## [DATA EXTRACT]

** Start **

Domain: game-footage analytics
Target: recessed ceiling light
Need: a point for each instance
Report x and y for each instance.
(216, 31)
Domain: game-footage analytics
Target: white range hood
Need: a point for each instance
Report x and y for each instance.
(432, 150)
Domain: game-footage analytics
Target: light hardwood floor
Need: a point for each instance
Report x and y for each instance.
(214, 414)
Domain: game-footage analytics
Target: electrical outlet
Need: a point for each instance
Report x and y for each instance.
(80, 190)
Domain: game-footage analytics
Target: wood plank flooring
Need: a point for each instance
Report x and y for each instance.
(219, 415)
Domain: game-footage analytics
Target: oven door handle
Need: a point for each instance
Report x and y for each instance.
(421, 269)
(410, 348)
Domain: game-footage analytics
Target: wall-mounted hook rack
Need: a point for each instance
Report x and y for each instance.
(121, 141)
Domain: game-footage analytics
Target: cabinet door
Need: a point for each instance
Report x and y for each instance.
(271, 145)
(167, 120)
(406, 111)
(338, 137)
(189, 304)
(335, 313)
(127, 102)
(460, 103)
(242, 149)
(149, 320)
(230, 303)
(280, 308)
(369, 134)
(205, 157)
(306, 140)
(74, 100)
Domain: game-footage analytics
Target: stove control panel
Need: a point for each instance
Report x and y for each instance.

** End **

## [SHORT PROBLEM]
Find every line in the records that contains the string "light" and copy those lines out. Case counts.

## [EXPECTED ANSWER]
Target: recessed ceiling light
Target: light hardwood floor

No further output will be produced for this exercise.